• **Your goal**: Rewrite all of the material below as a JSON list of strings, one string per line, leaving out any blank lines.

* Begin Data for this task *

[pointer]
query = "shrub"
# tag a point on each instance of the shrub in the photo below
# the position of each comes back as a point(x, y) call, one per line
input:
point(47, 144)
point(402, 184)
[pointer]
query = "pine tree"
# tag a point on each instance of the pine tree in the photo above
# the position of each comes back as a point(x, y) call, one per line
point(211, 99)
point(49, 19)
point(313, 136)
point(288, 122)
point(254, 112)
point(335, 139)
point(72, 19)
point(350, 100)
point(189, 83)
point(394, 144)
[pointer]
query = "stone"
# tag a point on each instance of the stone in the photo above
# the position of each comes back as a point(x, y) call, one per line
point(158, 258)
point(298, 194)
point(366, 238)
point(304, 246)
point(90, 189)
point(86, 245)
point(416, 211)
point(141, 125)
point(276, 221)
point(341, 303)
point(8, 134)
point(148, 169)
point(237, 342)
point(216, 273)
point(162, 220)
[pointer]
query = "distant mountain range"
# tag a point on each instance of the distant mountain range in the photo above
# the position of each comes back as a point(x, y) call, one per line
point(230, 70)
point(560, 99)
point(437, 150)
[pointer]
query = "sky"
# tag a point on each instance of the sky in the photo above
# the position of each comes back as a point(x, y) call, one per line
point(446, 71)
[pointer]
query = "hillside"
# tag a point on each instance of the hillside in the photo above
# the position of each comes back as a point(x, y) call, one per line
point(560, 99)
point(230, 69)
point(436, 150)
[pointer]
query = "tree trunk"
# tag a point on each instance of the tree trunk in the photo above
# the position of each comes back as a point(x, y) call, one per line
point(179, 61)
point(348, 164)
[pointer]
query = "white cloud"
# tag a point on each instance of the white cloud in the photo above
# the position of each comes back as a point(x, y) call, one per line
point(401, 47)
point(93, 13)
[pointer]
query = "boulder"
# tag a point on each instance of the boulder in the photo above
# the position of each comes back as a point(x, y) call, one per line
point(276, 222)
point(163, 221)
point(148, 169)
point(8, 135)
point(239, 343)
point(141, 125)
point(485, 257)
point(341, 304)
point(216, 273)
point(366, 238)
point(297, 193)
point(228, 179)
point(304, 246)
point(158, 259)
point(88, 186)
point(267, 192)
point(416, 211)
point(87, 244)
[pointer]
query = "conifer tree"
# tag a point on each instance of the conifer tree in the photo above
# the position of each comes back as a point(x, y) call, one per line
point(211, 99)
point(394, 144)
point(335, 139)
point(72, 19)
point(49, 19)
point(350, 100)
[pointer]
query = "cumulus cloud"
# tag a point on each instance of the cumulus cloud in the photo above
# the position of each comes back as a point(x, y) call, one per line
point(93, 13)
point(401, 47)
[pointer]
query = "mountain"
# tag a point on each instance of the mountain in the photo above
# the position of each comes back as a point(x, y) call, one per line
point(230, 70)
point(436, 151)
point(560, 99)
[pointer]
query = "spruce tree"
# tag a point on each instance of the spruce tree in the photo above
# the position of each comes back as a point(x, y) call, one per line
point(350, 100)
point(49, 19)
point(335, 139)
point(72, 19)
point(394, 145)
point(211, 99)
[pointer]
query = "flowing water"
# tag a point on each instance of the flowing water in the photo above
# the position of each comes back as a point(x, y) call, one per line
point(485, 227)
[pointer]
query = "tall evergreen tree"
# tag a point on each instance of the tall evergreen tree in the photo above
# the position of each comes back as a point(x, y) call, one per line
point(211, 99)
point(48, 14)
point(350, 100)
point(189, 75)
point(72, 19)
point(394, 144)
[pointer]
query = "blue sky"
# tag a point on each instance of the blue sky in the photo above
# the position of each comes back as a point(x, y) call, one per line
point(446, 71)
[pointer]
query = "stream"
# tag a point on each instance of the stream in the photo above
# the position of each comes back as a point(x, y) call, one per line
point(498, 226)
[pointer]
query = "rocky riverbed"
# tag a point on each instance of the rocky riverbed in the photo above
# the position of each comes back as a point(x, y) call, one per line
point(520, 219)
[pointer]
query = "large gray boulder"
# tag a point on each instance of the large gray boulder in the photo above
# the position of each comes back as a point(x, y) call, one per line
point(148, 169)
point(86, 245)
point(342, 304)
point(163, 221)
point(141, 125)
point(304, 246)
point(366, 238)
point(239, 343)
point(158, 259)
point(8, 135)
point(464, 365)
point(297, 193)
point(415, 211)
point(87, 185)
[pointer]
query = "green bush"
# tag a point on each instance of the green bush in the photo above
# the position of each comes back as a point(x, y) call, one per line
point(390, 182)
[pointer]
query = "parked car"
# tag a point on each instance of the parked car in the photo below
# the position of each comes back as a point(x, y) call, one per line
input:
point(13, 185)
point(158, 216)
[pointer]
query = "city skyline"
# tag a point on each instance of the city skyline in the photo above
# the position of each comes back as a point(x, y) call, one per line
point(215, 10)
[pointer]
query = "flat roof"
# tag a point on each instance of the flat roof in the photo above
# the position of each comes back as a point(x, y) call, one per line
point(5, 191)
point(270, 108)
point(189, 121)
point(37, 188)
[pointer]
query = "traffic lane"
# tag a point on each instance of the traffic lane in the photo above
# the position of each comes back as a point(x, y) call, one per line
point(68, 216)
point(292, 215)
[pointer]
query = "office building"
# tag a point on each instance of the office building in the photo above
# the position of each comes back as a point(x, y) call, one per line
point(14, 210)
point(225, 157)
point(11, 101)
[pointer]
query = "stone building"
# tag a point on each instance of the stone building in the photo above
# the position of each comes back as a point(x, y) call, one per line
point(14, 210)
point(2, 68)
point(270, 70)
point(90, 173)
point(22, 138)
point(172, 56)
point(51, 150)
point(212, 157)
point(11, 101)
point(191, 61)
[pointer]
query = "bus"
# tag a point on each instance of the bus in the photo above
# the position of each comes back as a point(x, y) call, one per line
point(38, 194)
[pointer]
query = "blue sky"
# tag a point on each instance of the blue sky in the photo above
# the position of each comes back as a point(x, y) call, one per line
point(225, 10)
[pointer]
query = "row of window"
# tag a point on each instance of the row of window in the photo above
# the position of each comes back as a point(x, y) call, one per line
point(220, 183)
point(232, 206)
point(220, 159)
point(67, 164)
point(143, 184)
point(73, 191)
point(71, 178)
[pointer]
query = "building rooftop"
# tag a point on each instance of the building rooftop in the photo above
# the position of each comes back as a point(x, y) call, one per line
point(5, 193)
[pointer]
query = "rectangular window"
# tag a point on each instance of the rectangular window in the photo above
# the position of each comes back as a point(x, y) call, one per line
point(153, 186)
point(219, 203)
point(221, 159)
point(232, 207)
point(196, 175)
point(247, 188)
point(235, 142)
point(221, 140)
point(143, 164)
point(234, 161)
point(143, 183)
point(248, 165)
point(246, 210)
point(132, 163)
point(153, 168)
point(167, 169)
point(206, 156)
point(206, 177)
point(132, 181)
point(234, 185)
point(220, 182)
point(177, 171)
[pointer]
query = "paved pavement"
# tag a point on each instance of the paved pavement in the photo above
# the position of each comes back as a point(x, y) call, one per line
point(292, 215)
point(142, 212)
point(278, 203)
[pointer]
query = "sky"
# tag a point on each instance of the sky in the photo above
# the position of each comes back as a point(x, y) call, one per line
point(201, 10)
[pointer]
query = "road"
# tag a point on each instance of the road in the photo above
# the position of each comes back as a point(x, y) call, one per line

* End Data for this task *

• **Task response**:
[
  "[pointer]",
  "query = \"shrub\"",
  "# tag a point on each instance of the shrub in the photo below",
  "# the position of each comes back as a point(x, y) call, one per line",
  "input:",
  "point(47, 144)",
  "point(402, 184)",
  "[pointer]",
  "query = \"pine tree\"",
  "# tag a point on each instance of the pine tree in the photo above",
  "# the position of each comes back as a point(x, y) call, one per line",
  "point(211, 99)",
  "point(49, 19)",
  "point(313, 136)",
  "point(288, 122)",
  "point(254, 112)",
  "point(335, 139)",
  "point(72, 19)",
  "point(350, 100)",
  "point(189, 83)",
  "point(394, 144)",
  "[pointer]",
  "query = \"stone\"",
  "# tag a point on each instance of the stone in the photo above",
  "# the position of each comes back as a point(x, y) call, one per line",
  "point(158, 258)",
  "point(298, 194)",
  "point(366, 238)",
  "point(304, 246)",
  "point(90, 189)",
  "point(86, 245)",
  "point(416, 211)",
  "point(141, 125)",
  "point(276, 221)",
  "point(341, 303)",
  "point(8, 134)",
  "point(148, 169)",
  "point(237, 342)",
  "point(216, 273)",
  "point(162, 220)",
  "[pointer]",
  "query = \"distant mountain range\"",
  "# tag a point on each instance of the distant mountain range in the photo above",
  "# the position of each comes back as a point(x, y) call, one per line",
  "point(230, 70)",
  "point(560, 99)",
  "point(437, 150)",
  "[pointer]",
  "query = \"sky\"",
  "# tag a point on each instance of the sky in the photo above",
  "# the position of each comes back as a point(x, y) call, one per line",
  "point(446, 71)",
  "[pointer]",
  "query = \"hillside\"",
  "# tag a point on each instance of the hillside in the photo above",
  "# the position of each comes back as a point(x, y) call, one per line",
  "point(560, 99)",
  "point(230, 69)",
  "point(436, 150)",
  "[pointer]",
  "query = \"tree trunk\"",
  "# tag a point on each instance of the tree trunk in the photo above",
  "# the position of each comes back as a point(x, y) call, one per line",
  "point(179, 61)",
  "point(348, 164)",
  "[pointer]",
  "query = \"white cloud\"",
  "# tag a point on each instance of the white cloud in the photo above",
  "# the position of each comes back as a point(x, y) call, one per line",
  "point(401, 47)",
  "point(93, 13)",
  "[pointer]",
  "query = \"boulder\"",
  "# tag a point on each instance of the boulder in the photo above",
  "# the position of each comes back as a point(x, y) call, one per line",
  "point(276, 222)",
  "point(163, 221)",
  "point(148, 169)",
  "point(8, 135)",
  "point(239, 343)",
  "point(141, 125)",
  "point(485, 257)",
  "point(341, 304)",
  "point(216, 273)",
  "point(366, 238)",
  "point(297, 193)",
  "point(228, 179)",
  "point(304, 246)",
  "point(158, 259)",
  "point(88, 186)",
  "point(267, 192)",
  "point(416, 211)",
  "point(87, 244)",
  "[pointer]",
  "query = \"conifer tree\"",
  "# tag a point on each instance of the conifer tree in the photo above",
  "# the position of each comes back as a point(x, y) call, one per line",
  "point(211, 99)",
  "point(394, 144)",
  "point(335, 139)",
  "point(72, 19)",
  "point(49, 19)",
  "point(350, 100)",
  "[pointer]",
  "query = \"cumulus cloud\"",
  "# tag a point on each instance of the cumulus cloud in the photo above",
  "# the position of each comes back as a point(x, y) call, one per line",
  "point(93, 13)",
  "point(401, 47)",
  "[pointer]",
  "query = \"mountain\"",
  "# tag a point on each instance of the mountain in the photo above",
  "# the position of each comes back as a point(x, y) call, one per line",
  "point(230, 70)",
  "point(436, 151)",
  "point(560, 99)",
  "[pointer]",
  "query = \"spruce tree\"",
  "# tag a point on each instance of the spruce tree in the photo above",
  "# the position of each comes back as a point(x, y) call, one per line",
  "point(350, 100)",
  "point(49, 19)",
  "point(335, 139)",
  "point(72, 19)",
  "point(394, 145)",
  "point(211, 99)",
  "[pointer]",
  "query = \"flowing water\"",
  "# tag a point on each instance of the flowing water in the photo above",
  "# the position of each comes back as a point(x, y) call, one per line",
  "point(485, 227)",
  "[pointer]",
  "query = \"tall evergreen tree\"",
  "# tag a point on each instance of the tall evergreen tree in the photo above",
  "# the position of each comes back as a point(x, y) call, one per line",
  "point(211, 99)",
  "point(48, 14)",
  "point(350, 100)",
  "point(189, 75)",
  "point(72, 19)",
  "point(394, 144)",
  "[pointer]",
  "query = \"blue sky\"",
  "# tag a point on each instance of the blue sky in the photo above",
  "# the position of each comes back as a point(x, y) call, one per line",
  "point(446, 71)",
  "[pointer]",
  "query = \"stream\"",
  "# tag a point on each instance of the stream in the photo above",
  "# the position of each comes back as a point(x, y) call, one per line",
  "point(498, 226)",
  "[pointer]",
  "query = \"rocky riverbed\"",
  "# tag a point on each instance of the rocky riverbed in the photo above",
  "# the position of each comes back as a point(x, y) call, one per line",
  "point(520, 219)",
  "[pointer]",
  "query = \"large gray boulder\"",
  "# tag a point on each instance of the large gray boulder in the photo above",
  "# the position of each comes back as a point(x, y) call, one per line",
  "point(148, 169)",
  "point(86, 245)",
  "point(342, 304)",
  "point(163, 221)",
  "point(141, 125)",
  "point(304, 246)",
  "point(366, 238)",
  "point(239, 343)",
  "point(158, 259)",
  "point(8, 135)",
  "point(464, 365)",
  "point(297, 193)",
  "point(415, 211)",
  "point(87, 185)",
  "[pointer]",
  "query = \"green bush\"",
  "# tag a point on each instance of the green bush in the photo above",
  "# the position of each comes back as a point(x, y) call, one per line",
  "point(390, 182)",
  "[pointer]",
  "query = \"parked car\"",
  "# tag a point on each instance of the parked car in the photo below",
  "# the position of each comes back as a point(x, y) call, one per line",
  "input:",
  "point(13, 185)",
  "point(158, 216)",
  "[pointer]",
  "query = \"city skyline\"",
  "# tag a point on each instance of the city skyline in the photo above",
  "# the position of each comes back as a point(x, y) call, one per line",
  "point(215, 10)",
  "[pointer]",
  "query = \"flat roof\"",
  "# tag a point on each instance of the flat roof in the photo above",
  "# the position of each comes back as a point(x, y) call, one per line",
  "point(5, 191)",
  "point(270, 108)",
  "point(189, 121)",
  "point(37, 188)",
  "[pointer]",
  "query = \"traffic lane\"",
  "# tag a point on each instance of the traffic lane in the photo above",
  "# the position of each comes back as a point(x, y) call, one per line",
  "point(68, 216)",
  "point(292, 215)",
  "[pointer]",
  "query = \"office building\"",
  "# tag a point on each instance of the office building in the photo above",
  "# the position of each comes back as a point(x, y) call, one per line",
  "point(14, 210)",
  "point(225, 157)",
  "point(11, 101)",
  "[pointer]",
  "query = \"stone building\"",
  "# tag a point on each instance of the stone building in the photo above",
  "# the position of each comes back as a point(x, y) call, one per line",
  "point(14, 210)",
  "point(2, 68)",
  "point(270, 70)",
  "point(90, 173)",
  "point(22, 138)",
  "point(172, 56)",
  "point(51, 150)",
  "point(212, 157)",
  "point(11, 101)",
  "point(191, 61)",
  "[pointer]",
  "query = \"bus\"",
  "# tag a point on each instance of the bus in the photo above",
  "# the position of each comes back as a point(x, y) call, one per line",
  "point(38, 194)",
  "[pointer]",
  "query = \"blue sky\"",
  "# tag a point on each instance of the blue sky in the photo above",
  "# the position of each comes back as a point(x, y) call, one per line",
  "point(225, 10)",
  "[pointer]",
  "query = \"row of window\"",
  "# tag a point on each instance of the row of window in the photo above",
  "# the position of each comes back as a point(x, y) call, one per line",
  "point(220, 183)",
  "point(232, 206)",
  "point(220, 159)",
  "point(67, 164)",
  "point(143, 184)",
  "point(73, 191)",
  "point(71, 178)",
  "[pointer]",
  "query = \"building rooftop\"",
  "# tag a point on each instance of the building rooftop in the photo above",
  "# the position of each comes back as a point(x, y) call, one per line",
  "point(5, 193)",
  "[pointer]",
  "query = \"rectangular window\"",
  "# tag a point on each instance of the rectangular window in the photo above",
  "# the position of each comes back as a point(x, y) call, one per line",
  "point(153, 186)",
  "point(219, 203)",
  "point(221, 159)",
  "point(232, 207)",
  "point(196, 175)",
  "point(247, 188)",
  "point(235, 142)",
  "point(221, 140)",
  "point(143, 164)",
  "point(234, 161)",
  "point(143, 183)",
  "point(248, 165)",
  "point(246, 210)",
  "point(132, 163)",
  "point(153, 168)",
  "point(167, 169)",
  "point(206, 156)",
  "point(206, 177)",
  "point(132, 181)",
  "point(234, 185)",
  "point(220, 182)",
  "point(177, 171)",
  "[pointer]",
  "query = \"paved pavement\"",
  "# tag a point on each instance of the paved pavement in the photo above",
  "# the position of each comes back as a point(x, y) call, one per line",
  "point(292, 215)",
  "point(142, 212)",
  "point(278, 203)",
  "[pointer]",
  "query = \"sky\"",
  "# tag a point on each instance of the sky in the photo above",
  "# the position of each comes back as a point(x, y) call, one per line",
  "point(201, 10)",
  "[pointer]",
  "query = \"road\"",
  "# tag a point on each instance of the road in the photo above",
  "# the position of each comes back as a point(x, y) call, one per line"
]